• **COSA SI CHIEDE**:
Riscrivi tutte le righe dei dati qui sotto, richieste comprese, aggiungendo -126 a ogni coordinata dei riquadri nelle risposte. Ometti le immagini.

Voci di annotazione dei riquadri di delimitazione
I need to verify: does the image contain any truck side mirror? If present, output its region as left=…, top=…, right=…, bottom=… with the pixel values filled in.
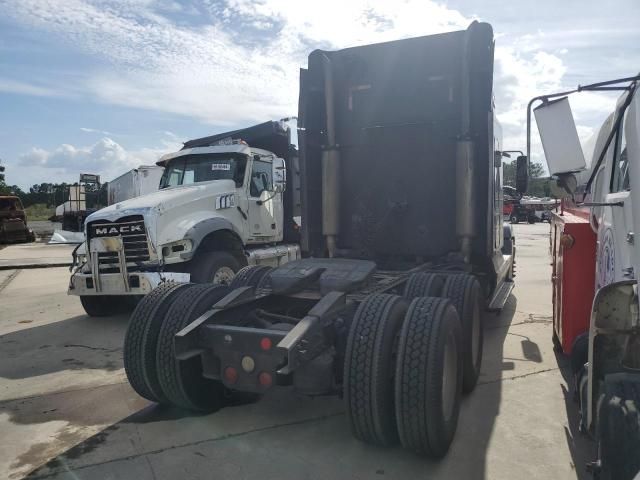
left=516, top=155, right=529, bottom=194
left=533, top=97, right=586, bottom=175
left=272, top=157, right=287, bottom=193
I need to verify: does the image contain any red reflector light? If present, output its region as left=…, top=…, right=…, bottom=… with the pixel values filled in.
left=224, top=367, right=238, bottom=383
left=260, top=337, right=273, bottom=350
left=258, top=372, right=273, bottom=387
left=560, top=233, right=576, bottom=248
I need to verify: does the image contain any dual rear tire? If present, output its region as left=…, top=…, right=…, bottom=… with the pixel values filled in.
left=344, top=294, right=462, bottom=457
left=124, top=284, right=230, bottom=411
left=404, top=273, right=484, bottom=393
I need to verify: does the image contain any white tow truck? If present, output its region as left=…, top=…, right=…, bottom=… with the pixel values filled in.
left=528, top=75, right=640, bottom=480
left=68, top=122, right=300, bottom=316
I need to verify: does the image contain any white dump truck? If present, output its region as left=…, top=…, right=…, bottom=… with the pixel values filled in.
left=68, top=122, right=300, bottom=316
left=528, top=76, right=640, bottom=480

• **RISPOSTA COMPLETA**:
I need to verify: does the image contain any truck side mirror? If present, output its region as left=…, top=…, right=…, bottom=… with the pixel values filled in.
left=390, top=29, right=403, bottom=68
left=407, top=-29, right=460, bottom=49
left=146, top=31, right=161, bottom=67
I need to verify: does the image contain any red reflector light? If present, output its region as left=…, top=…, right=…, bottom=… with the pixel values filled in.
left=98, top=241, right=112, bottom=257
left=134, top=211, right=147, bottom=224
left=132, top=246, right=147, bottom=261
left=434, top=107, right=450, bottom=122
I need to verify: does the image contain any dual rear tire? If present, output its region as left=…, top=…, right=…, bottom=… with the pixel values filled in.
left=218, top=168, right=336, bottom=331
left=-2, top=158, right=104, bottom=285
left=278, top=147, right=358, bottom=267
I need to verify: does the image contain any white tow truck? If present, output its region as left=…, top=…, right=…, bottom=… with the pixel values filled in.
left=402, top=-51, right=514, bottom=354
left=-58, top=-4, right=174, bottom=190
I need to verify: does the image contain any white dump truck? If present, output its region as left=…, top=…, right=…, bottom=… with the pixel values filled in.
left=-58, top=-4, right=174, bottom=190
left=402, top=-50, right=514, bottom=354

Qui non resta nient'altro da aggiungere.